[BEGIN Text extract]

# My own door!



## RCP (Apr 18, 2007)

You know how our homes are the last to have the painting done!
Rob painted this door white about 10 years ago with paint he had. He was making some more color samples and and decided to practice on the door!


----------



## johnpaint (Sep 20, 2008)

I feel bad for you, you have to look at that every day.


----------



## NEPS.US (Feb 6, 2008)

:lol::lol::lol:


----------



## RCP (Apr 18, 2007)

Haha! i asked him if he wanted me to buy him one of these,







, I am still washing the paint off my butt!!


----------



## Steve Richards (Dec 31, 2010)

RCP said:


> Haha! i asked him if he wanted me to buy him one of these,
> 
> 
> 
> ...


I read that several times, but I can't think of anything to say.

You young lady, have left me speechless.


----------



## Steve Richards (Dec 31, 2010)

BTW
I got a reply deleted yesterday, so you should probably change your sig line.

I'm not really upset about it. (although I may blog about my feelings later)

I learned over on CT to copy and save all my replies to HD, so I can use them again in other threads.

Unfortunately I haven't been doing that here.


----------



## DeanV (Apr 18, 2007)

I am not good at faux wood graining, so I leave that to a faux person when I need it done. Otherwise (and not offense meant Rob), it turns out looking like that door.

Especially after seeing some of the work by a couple members here where you can not tell (at least from pictures) that it is a faux job, I do not feel worthy to try.


----------



## RCP (Apr 18, 2007)

Steve Richards said:


> BTW
> I got a reply deleted yesterday, so you should probably change your sig line.

[END Text extract]
[BEGIN Data provided]

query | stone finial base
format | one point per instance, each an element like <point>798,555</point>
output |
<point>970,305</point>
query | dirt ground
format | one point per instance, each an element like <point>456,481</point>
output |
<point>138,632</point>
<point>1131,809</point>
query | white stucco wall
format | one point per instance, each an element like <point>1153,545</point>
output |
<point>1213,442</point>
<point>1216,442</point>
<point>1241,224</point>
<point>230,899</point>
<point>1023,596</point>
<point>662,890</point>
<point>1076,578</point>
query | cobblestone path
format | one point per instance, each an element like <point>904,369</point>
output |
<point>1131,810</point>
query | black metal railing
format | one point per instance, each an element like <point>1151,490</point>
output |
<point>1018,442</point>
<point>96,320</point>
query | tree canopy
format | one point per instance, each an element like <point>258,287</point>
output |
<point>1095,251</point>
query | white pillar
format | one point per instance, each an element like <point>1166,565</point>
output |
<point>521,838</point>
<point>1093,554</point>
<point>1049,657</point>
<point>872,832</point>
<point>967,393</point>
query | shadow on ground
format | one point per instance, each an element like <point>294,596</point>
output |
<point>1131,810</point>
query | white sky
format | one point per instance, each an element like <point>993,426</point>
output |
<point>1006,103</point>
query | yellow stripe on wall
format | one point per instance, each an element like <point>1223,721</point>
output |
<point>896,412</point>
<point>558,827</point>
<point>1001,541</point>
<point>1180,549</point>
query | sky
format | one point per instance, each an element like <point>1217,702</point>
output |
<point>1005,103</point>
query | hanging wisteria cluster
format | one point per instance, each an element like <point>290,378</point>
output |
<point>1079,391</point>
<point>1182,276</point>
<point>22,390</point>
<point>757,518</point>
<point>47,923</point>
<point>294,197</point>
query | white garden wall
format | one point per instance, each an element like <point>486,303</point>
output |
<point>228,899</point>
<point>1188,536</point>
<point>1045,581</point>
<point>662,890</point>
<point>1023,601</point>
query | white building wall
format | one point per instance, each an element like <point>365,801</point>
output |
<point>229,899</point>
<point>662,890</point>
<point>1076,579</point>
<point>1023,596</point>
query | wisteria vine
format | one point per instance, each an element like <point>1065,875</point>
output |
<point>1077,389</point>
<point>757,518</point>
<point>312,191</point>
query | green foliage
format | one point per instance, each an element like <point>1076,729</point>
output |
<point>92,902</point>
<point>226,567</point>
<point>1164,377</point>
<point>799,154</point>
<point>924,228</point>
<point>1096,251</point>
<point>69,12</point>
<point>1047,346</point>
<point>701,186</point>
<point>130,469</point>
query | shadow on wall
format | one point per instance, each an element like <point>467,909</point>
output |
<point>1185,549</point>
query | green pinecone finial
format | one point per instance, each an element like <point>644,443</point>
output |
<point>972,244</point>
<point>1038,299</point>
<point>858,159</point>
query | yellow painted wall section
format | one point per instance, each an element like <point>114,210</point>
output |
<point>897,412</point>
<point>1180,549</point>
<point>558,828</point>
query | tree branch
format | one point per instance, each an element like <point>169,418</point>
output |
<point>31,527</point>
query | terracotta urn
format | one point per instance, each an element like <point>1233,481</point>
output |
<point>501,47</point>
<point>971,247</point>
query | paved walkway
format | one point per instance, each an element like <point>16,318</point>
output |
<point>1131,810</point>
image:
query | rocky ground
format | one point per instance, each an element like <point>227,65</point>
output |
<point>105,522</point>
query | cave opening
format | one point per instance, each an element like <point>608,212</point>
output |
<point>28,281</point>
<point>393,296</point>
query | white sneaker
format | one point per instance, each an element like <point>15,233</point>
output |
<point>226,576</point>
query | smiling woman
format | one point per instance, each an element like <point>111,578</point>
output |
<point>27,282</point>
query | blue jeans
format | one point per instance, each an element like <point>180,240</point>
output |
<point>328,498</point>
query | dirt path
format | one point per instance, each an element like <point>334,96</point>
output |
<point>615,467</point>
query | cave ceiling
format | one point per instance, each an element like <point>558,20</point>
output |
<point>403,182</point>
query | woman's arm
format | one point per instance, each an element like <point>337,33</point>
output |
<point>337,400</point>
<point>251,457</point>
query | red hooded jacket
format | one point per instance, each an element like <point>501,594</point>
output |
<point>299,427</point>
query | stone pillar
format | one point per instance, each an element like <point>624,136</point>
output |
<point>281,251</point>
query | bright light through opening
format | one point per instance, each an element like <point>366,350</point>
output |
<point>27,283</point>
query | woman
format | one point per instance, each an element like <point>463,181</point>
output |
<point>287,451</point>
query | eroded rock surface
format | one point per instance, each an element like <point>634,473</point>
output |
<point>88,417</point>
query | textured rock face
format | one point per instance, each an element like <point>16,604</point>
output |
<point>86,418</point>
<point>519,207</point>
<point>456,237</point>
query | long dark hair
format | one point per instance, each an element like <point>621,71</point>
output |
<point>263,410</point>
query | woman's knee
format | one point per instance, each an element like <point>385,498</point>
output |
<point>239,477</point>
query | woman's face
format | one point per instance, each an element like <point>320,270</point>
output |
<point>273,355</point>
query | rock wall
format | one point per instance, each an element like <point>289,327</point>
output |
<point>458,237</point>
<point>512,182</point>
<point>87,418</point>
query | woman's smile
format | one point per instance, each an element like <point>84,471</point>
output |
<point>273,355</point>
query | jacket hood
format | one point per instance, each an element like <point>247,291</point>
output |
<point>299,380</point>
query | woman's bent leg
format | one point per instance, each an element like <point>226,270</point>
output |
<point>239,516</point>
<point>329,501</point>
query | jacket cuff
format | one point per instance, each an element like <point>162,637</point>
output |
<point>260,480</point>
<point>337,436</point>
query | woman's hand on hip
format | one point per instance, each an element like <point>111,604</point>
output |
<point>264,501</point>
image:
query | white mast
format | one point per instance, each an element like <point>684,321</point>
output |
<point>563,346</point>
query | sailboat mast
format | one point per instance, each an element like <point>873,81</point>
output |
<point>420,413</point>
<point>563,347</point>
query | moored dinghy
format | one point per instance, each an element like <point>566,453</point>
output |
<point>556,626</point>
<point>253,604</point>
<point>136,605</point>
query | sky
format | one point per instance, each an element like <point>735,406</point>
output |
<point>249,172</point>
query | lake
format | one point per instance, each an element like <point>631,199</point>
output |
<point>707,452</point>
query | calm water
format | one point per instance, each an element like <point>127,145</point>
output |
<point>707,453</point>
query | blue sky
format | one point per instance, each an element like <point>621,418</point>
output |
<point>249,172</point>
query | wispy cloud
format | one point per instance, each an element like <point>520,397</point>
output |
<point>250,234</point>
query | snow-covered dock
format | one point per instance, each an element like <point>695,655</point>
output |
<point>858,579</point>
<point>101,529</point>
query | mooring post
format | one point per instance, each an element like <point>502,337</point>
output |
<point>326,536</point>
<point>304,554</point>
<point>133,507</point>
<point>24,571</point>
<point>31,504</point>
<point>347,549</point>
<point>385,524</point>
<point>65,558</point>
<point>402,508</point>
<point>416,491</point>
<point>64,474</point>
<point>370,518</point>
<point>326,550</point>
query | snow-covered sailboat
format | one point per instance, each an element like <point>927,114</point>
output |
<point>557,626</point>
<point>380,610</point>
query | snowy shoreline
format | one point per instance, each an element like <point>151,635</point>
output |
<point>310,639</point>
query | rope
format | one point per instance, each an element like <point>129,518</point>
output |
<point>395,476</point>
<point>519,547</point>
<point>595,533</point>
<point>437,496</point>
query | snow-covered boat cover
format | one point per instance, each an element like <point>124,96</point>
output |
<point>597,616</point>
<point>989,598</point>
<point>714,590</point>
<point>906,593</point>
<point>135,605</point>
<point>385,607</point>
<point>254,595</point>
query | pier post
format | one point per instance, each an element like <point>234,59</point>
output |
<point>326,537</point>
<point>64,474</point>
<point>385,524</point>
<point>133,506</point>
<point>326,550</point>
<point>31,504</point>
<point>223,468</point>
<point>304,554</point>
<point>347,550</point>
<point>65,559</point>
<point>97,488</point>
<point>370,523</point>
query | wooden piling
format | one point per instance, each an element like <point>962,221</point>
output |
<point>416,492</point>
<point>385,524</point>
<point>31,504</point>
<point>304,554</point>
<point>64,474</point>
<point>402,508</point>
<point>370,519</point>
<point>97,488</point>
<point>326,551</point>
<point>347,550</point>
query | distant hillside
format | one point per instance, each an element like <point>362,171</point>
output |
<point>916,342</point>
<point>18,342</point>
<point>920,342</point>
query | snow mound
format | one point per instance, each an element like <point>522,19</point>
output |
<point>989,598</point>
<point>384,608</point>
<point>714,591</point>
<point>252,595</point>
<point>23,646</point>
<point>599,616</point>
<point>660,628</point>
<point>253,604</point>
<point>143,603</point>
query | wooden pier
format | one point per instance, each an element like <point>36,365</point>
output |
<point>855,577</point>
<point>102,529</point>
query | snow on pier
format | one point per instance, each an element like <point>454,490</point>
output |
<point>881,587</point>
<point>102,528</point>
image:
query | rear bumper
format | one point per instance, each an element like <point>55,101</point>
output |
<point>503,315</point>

[END Data provided]

[What you are asked to do]: Pick up the forum thread about the painted door and continue it from its last line.

[Answer to the problem]:
> 
> I'm not really upset about it. (although I may blog about my feelings later)
> ...


The "baby with the bath water" posts don't count against you! 



DeanV said:


> I am not good at faux wood graining, so I leave that to a faux person when I need it done. Otherwise (and not offense meant Rob), it turns out looking like that door.
> 
> Especially after seeing some of the work by a couple members here where you can not tell (at least from pictures) that it is a faux job, I do not feel worthy to try.


He is waiting for it to dry to try it again! He has done a bunch of drywall scraps of that faux finish I posted trying perfect his technique, I agree with you, it is definitely a skill! Fun to practice and learn though.


----------



## DeanV (Apr 18, 2007)

It is one I would like to learn. I just learn better through seeing than reading about it. Those that are really good at it impress the heck out of me.


----------



## ewingpainting.net (Jun 2, 2008)

RCP said:


> You know how our homes are the last to have the painting done!


:no: obviously my wife demands much more than you. 


RCP said:


> Rob painted this door white about 10 years ago with paint he had.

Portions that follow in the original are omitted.